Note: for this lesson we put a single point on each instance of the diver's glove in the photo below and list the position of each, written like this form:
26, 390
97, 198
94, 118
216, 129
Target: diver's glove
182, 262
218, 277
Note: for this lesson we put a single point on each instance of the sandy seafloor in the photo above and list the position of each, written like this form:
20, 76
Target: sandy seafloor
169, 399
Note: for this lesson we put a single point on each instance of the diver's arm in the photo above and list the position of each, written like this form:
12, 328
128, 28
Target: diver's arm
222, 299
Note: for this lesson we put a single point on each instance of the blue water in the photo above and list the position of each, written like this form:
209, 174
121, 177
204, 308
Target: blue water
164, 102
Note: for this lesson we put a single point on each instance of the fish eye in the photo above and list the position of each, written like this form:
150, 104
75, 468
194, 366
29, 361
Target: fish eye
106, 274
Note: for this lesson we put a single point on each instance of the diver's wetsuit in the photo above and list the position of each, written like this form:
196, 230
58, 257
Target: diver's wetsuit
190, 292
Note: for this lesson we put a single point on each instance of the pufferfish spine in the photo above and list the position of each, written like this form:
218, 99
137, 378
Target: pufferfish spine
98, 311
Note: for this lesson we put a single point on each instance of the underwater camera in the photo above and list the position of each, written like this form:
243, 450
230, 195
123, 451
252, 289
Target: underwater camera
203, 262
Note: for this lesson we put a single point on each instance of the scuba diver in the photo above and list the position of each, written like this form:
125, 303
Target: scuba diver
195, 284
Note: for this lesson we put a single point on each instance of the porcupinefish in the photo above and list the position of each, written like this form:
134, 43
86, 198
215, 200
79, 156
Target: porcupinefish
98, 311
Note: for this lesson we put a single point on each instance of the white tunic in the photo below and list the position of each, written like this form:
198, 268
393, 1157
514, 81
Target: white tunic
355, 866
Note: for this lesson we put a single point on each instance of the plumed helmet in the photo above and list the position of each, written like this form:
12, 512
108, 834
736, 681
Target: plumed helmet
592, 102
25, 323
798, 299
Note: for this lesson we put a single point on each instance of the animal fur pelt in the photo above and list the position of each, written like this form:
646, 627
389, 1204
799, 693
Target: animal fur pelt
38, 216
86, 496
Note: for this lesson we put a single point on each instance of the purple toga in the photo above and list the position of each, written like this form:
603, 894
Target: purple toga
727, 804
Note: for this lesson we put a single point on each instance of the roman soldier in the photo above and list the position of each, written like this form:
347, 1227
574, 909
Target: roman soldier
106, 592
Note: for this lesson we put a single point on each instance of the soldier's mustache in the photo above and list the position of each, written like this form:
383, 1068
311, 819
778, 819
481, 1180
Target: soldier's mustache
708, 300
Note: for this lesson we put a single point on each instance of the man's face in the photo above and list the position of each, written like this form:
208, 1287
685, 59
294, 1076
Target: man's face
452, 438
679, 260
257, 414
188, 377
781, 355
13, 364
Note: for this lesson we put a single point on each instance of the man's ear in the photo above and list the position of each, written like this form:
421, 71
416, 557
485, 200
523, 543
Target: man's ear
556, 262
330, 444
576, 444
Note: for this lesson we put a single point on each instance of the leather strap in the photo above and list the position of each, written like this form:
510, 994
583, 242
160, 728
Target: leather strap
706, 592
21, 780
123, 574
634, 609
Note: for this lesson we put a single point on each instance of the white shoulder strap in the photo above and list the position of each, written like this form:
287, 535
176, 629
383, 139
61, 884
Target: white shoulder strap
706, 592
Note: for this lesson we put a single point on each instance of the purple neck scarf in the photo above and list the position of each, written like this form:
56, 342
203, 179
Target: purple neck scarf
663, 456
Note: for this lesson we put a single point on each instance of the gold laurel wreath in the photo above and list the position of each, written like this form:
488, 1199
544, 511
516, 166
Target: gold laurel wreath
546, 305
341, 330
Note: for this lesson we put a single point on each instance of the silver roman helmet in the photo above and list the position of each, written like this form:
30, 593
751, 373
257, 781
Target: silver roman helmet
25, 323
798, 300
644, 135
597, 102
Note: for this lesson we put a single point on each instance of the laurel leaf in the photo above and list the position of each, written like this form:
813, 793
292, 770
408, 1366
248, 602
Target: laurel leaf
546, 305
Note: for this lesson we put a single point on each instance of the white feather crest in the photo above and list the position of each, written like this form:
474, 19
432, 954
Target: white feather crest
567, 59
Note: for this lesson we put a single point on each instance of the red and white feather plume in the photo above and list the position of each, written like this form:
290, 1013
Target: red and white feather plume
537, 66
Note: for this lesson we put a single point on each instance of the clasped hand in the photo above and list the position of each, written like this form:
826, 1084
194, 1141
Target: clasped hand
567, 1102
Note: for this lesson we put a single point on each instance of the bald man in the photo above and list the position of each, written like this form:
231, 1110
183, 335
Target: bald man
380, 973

____________________

- [Task statement] Please copy out the rows again, from the line containing "of the clasped" through the end of the rows, keeping every line. Shift each answer coordinate up by 22 and leave all other numbers unchanged.

- [Exercise result]
Note: for this lesson we put a single point on each instance of the clasped hand in the photo above and list the position of each, written like this form:
826, 1084
194, 1141
Target: clasped hand
589, 1124
Note: for this lesson we put a single point on each instance of the bald man in the photo above and list the position of each, written like this form:
231, 1110
183, 335
Target: bald man
402, 995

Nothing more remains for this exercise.